[Supplied text]

Project Information: NCBI BioProject ID: PRJNA396417. Chloroplast Genome Assembly: GenBank Accession no. MG383937. Mitochondrial genome Assembly: GenBank Accession no. MG429050.

Results

Genome sequencing, assembly and quality assessment

The genome size calculation for O. coarctata genome from young leaf tissue of pot-grown single plant using P. sativum as an external standard with flow cytometric method resulted in the estimated genome size of 665 Mb (Supplemental Fig. S1a,b)39. We have generated a total of 166.69 Gb of HQraw data comprising of short Illumina PEreads (123.78 Gb), MP libraries of 2 Kb (11.12 Gb), 4 Kb (3.06 Gb), 6 Kb (11.23 Gb) and 8 Kb (11.13 Gb) insert size, and Nanopore reads (6.35 Gb) to yield the genome-sequencing depth (x) of 250.66 (Supplemental Table S3). The average read length for Illumina reads were 151 bp, and that for long reads from Nanopore was 3,697 bp with GC% in the range of 42–44% for the sequencing reads generated from each of these technology. The nanopore technology, which was used to generate long reads, was quite successful as more than 60% of the reads having length above 1 Kb, including ~10% above 10 Kb length with maximum read length of 677.71 Kb (Supplemental Fig. S2a,b). The HQ Illumina PE reads were assembled into 101,992 contigs (555.66 Mb; N50 = 15.13 Kb) using PLATANUS followed by scaffolding with MP and Nanopore reads using SSPACE. The final assembly of 569.99 Mb covering 85.71% of the estimated genome size was obtained after filling the gaps within the scaffolds (Table 1). This final assembly contains 58,362 scaffolds with N50 and L50 values were 1,858,627 bp and 84, respectively. The long reads performed significantly well by reducing 101,992 contigs into 58,362 scaffolds and increased the N50 to ~122 times higher (15.13 Kb to 1.85 Mb). In this final assembly of 569.99 Mb, we achieved the longest contig size of 7.85 Mb with an average scaffold length of 9,766 bp.

[/Supplied text]

### Required actions
a - Rewrite the genome assembly text between "Project Information: NCBI" and "Accession no. MG429050.", inclusive, replacing "Chloroplast" with "Plastid".
b - Answer these questions from the genome assembly text:
(i) What genome size did the flow cytometric method estimate?
(ii) Which program assembled the high-quality Illumina PE reads into contigs?
(iii) How many scaffolds does the final assembly contain?
Rely only on the genome assembly text for your answers.

[Exercise data]

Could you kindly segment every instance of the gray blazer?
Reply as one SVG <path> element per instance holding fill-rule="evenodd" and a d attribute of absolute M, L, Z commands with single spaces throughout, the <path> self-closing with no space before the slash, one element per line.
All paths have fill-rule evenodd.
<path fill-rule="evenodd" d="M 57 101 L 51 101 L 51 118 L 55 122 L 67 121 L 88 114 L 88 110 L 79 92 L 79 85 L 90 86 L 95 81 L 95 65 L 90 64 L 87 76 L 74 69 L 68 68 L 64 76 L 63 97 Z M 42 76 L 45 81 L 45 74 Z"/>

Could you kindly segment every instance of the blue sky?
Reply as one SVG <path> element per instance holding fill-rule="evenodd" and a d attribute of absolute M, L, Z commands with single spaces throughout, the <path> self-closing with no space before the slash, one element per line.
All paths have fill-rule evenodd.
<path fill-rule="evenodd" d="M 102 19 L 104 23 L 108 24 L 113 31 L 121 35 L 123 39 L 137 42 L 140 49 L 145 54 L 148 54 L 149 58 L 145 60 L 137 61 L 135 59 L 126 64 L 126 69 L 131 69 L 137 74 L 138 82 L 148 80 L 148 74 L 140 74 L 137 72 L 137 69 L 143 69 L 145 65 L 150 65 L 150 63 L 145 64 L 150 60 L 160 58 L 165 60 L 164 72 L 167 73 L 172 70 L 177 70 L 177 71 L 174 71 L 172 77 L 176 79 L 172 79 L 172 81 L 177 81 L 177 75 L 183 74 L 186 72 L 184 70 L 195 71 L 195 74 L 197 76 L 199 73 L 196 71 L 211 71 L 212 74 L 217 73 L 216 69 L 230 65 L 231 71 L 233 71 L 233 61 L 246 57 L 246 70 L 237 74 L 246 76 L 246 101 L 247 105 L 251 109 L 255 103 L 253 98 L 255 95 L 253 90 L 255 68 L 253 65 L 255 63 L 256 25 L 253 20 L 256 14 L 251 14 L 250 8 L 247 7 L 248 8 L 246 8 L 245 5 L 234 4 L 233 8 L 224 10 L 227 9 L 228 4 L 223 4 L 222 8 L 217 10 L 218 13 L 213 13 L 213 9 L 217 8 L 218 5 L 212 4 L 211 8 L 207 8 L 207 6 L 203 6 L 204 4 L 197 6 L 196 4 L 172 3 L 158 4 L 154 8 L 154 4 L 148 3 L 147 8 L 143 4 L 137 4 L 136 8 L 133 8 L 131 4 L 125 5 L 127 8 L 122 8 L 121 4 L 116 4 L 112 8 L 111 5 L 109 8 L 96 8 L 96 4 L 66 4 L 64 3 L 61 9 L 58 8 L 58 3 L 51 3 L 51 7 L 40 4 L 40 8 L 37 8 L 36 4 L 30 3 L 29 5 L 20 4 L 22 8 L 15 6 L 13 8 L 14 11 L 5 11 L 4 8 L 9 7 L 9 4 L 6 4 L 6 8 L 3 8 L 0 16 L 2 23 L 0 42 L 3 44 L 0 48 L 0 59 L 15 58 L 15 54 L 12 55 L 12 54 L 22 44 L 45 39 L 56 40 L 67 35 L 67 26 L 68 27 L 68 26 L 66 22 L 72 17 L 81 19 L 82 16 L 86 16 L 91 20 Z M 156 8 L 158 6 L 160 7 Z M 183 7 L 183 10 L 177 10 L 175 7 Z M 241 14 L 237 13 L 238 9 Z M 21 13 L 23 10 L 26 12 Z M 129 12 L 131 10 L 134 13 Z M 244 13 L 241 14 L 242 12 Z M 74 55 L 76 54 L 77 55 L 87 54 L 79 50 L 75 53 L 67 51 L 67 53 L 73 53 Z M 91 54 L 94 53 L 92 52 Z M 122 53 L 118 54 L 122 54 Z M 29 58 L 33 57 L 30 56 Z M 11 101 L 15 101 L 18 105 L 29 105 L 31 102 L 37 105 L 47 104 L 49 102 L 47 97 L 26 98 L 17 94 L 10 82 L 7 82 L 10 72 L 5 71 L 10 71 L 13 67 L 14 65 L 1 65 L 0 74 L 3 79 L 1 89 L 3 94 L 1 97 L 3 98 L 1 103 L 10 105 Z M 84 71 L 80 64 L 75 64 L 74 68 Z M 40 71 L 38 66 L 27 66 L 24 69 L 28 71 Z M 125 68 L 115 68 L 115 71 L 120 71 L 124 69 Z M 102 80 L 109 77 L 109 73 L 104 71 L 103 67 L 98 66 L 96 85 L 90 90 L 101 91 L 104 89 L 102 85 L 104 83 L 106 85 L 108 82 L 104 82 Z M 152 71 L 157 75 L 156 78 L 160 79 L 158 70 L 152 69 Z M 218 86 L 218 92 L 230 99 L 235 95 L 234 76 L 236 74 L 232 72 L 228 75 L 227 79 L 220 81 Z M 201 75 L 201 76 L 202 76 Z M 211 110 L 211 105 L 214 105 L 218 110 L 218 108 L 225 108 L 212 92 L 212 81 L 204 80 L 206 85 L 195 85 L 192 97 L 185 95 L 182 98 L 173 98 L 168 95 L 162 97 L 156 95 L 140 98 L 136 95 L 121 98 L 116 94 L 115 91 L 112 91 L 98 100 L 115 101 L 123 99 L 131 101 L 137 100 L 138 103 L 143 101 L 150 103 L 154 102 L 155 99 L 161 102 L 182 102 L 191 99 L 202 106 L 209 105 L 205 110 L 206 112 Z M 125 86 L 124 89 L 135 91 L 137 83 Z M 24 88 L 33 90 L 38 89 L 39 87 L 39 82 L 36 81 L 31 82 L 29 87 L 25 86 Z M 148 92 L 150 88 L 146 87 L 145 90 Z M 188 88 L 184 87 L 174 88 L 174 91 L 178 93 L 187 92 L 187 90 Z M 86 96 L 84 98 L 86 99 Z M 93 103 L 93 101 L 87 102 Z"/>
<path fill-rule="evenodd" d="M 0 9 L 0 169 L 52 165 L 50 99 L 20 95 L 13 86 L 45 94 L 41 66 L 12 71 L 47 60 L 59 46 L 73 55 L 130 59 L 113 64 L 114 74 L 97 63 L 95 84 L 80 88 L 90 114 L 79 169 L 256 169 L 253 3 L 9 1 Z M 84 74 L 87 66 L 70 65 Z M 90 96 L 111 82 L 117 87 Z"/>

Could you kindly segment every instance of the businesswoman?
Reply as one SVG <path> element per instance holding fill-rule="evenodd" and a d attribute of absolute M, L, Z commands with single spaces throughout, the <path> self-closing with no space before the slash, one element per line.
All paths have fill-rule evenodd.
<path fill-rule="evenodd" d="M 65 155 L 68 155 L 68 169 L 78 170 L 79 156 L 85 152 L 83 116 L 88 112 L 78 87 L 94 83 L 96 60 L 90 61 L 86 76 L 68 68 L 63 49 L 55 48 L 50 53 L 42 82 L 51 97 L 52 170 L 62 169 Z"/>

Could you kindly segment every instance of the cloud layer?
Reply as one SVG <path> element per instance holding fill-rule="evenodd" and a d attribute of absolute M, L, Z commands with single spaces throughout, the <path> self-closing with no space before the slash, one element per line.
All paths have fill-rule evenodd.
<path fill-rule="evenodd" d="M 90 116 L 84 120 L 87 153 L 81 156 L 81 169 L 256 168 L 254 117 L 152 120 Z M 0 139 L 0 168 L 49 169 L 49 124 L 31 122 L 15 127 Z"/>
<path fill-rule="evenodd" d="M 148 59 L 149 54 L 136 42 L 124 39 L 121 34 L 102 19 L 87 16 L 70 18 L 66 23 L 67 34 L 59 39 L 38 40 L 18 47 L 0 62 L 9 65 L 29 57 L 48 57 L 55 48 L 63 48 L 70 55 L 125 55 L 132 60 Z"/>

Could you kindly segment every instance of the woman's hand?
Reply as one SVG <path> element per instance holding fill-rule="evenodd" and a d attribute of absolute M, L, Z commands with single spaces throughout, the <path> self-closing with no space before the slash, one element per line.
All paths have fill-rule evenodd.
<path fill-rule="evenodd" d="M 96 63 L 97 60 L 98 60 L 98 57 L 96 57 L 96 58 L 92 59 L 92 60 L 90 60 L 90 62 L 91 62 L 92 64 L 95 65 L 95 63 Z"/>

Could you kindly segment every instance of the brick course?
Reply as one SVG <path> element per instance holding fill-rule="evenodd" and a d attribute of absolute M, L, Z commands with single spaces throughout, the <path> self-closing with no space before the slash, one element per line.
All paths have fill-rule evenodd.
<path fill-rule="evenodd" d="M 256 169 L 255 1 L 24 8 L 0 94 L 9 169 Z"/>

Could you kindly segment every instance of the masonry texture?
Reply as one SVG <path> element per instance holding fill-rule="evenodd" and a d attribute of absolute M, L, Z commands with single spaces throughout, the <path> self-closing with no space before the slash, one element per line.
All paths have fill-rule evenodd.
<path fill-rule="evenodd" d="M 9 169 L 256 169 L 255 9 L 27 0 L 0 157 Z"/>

[/Exercise data]

### Outputs by task
a -
Project Information: NCBI BioProject ID: PRJNA396417. Plastid Genome Assembly: GenBank Accession no. MG383937. Mitochondrial genome Assembly: GenBank Accession no. MG429050.

b -
(i) 665 Mb
(ii) PLATANUS
(iii) 58,362